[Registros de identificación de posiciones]
::::
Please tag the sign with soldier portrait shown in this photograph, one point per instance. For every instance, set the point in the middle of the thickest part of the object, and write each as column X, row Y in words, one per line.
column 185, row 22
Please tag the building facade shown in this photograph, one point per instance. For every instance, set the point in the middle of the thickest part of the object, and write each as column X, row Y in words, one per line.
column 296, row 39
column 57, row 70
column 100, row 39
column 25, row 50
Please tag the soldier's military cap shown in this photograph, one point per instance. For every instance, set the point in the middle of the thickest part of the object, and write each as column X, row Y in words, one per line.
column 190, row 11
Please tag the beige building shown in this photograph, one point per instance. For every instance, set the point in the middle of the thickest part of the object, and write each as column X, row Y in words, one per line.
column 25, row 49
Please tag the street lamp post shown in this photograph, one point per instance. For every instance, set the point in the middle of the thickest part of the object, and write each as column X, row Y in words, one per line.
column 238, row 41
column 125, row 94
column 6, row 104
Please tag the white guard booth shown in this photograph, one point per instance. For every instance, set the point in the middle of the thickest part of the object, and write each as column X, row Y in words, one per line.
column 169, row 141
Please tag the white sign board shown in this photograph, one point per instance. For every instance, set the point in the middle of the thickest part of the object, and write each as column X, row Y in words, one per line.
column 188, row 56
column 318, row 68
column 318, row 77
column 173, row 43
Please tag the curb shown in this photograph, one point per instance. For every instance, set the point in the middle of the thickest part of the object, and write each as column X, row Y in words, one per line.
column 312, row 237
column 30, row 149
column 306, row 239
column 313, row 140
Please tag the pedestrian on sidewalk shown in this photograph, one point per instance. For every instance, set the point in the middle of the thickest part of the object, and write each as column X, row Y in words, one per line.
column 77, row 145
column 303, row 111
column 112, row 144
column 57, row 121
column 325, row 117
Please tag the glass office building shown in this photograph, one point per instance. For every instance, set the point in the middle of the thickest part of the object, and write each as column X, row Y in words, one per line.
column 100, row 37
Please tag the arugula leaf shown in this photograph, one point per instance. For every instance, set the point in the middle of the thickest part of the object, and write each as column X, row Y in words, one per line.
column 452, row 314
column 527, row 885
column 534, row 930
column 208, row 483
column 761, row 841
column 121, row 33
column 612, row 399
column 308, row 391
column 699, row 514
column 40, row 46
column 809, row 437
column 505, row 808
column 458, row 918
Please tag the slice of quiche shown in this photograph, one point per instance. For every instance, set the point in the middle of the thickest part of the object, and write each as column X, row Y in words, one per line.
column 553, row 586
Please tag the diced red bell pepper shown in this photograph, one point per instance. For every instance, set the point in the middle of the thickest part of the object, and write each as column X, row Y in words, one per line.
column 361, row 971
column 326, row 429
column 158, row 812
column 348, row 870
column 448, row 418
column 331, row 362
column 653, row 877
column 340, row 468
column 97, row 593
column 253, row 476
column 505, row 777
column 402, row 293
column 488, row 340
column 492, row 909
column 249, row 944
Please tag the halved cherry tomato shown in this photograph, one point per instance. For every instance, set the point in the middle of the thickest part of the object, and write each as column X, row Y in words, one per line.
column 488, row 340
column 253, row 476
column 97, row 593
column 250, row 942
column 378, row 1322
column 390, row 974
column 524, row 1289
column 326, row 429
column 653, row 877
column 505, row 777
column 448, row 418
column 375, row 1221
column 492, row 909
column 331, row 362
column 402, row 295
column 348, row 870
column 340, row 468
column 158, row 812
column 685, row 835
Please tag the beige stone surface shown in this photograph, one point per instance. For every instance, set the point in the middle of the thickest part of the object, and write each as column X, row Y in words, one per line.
::::
> **EJERCICIO BREVE**: Reproduce sin cambios el tramo que va desde la línea que contiene "Please tag the slice" hasta la última línea, ambas incluidas.

> **RESULTADO DEL EJERCICIO**:
Please tag the slice of quiche shown in this photograph, one point per instance. For every instance, set the point in the middle of the thickest part of the object, and write each as column X, row Y in words, one per line.
column 553, row 586
Please tag the diced red bell pepper shown in this photograph, one point per instance. For every instance, set the point in the middle of the thickest part of the object, and write each as column X, row Y in words, one per line.
column 361, row 971
column 326, row 429
column 158, row 812
column 348, row 870
column 448, row 418
column 331, row 362
column 653, row 877
column 340, row 468
column 97, row 593
column 253, row 476
column 505, row 777
column 402, row 293
column 488, row 340
column 492, row 909
column 249, row 944
Please tag the halved cherry tomato shown in this photograph, one point per instance. For every instance, set the point in the middle of the thickest part of the object, and write each as column X, row Y in words, one per line.
column 488, row 340
column 253, row 476
column 97, row 593
column 250, row 942
column 378, row 1322
column 390, row 974
column 524, row 1289
column 326, row 429
column 653, row 877
column 505, row 777
column 448, row 418
column 375, row 1221
column 492, row 909
column 331, row 362
column 402, row 295
column 348, row 870
column 340, row 468
column 158, row 812
column 685, row 835
Please tag the beige stone surface shown in this photograph, one point per instance. For every instance, set the point in the middle of the thickest part of the object, and write each as column X, row Y in words, one per line.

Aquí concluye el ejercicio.